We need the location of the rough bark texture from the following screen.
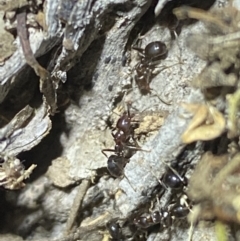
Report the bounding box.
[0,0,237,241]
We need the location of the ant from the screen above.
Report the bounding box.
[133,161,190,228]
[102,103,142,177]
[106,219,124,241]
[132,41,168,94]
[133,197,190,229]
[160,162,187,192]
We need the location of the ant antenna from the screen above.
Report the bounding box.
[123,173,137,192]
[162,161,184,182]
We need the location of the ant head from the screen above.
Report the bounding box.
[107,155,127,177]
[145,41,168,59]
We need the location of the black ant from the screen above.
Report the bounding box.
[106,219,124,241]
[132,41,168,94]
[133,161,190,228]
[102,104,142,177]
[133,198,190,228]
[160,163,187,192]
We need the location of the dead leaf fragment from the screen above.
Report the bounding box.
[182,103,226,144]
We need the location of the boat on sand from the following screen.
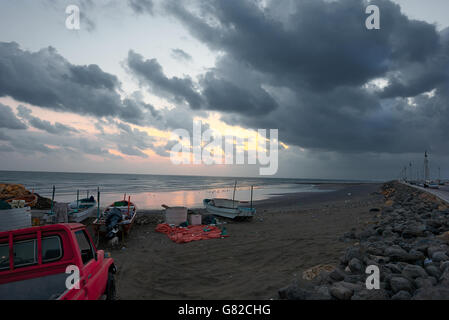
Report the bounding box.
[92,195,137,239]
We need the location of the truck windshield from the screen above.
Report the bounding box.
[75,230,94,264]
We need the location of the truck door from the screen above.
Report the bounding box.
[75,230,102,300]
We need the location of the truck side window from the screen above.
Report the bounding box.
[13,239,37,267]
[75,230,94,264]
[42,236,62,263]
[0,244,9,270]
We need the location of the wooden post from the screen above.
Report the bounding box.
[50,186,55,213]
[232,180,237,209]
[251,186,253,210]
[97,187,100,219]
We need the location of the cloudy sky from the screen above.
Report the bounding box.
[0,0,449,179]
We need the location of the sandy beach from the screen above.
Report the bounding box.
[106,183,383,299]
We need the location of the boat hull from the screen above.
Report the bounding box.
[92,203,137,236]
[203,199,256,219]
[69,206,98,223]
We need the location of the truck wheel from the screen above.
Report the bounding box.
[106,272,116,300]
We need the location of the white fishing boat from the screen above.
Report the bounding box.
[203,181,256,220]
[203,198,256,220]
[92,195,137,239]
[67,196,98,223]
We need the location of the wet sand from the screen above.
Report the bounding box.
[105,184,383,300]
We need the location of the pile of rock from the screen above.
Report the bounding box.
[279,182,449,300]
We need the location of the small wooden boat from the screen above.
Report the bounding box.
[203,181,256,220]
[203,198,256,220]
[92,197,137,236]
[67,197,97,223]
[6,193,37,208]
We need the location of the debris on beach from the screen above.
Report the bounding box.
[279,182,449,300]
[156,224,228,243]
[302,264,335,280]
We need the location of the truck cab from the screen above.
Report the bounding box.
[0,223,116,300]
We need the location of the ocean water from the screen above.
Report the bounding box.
= = = = = = =
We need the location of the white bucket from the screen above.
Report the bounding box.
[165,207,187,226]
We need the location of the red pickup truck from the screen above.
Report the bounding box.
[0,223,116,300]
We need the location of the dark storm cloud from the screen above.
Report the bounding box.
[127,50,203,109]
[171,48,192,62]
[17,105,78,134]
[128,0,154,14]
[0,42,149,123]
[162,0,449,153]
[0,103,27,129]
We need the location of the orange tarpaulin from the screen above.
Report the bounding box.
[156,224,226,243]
= = = = = = =
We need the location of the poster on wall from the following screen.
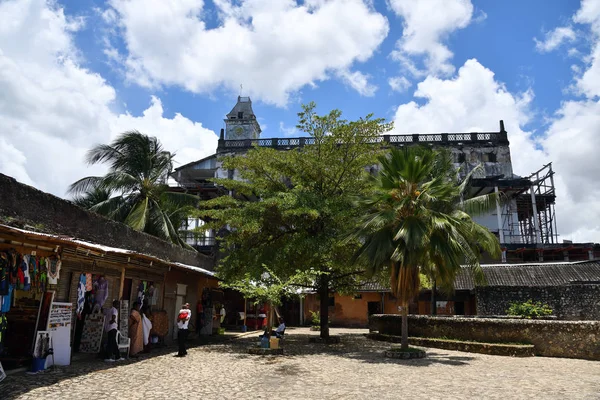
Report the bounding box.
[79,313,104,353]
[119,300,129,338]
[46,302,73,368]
= = = = = = =
* _OBJECTIVE_: Render the lines above as a JSON list of strings, one string per line and blank lines omitted, beginning at the line that contains "We need the location of the truck side" and stopping after the line that contains "[105,184,383,300]".

* _COMPLETE RESPONSE_:
[
  "We need the location of the truck side window from the screen above.",
  "Report the bounding box.",
  "[13,239,37,267]",
  "[75,230,94,264]",
  "[42,236,62,263]",
  "[0,244,9,270]",
  "We need the location of the wooden post from the screen above.",
  "Report the bounding box.",
  "[50,186,55,213]",
  "[232,180,237,209]",
  "[251,186,253,210]",
  "[97,187,100,219]",
  "We need the location of the cloudy sky from the screen above.",
  "Report the bounding box.",
  "[0,0,449,179]",
  "We need the location of the sandy beach from the screen above.",
  "Report the bounding box.",
  "[106,183,383,299]",
  "We need the location of the boat hull from the screen above.",
  "Report the bounding box.",
  "[92,203,137,236]",
  "[203,199,256,219]",
  "[69,206,98,223]",
  "We need the location of the truck wheel from the screen above.",
  "Report the bounding box.",
  "[106,272,116,300]",
  "We need the location of the white fishing boat from the screen above.",
  "Report the bounding box.",
  "[203,181,256,220]",
  "[203,198,256,220]",
  "[92,195,137,239]",
  "[67,196,98,223]",
  "We need the location of the wet sand from the screen above.",
  "Report the bounding box.",
  "[105,184,383,300]"
]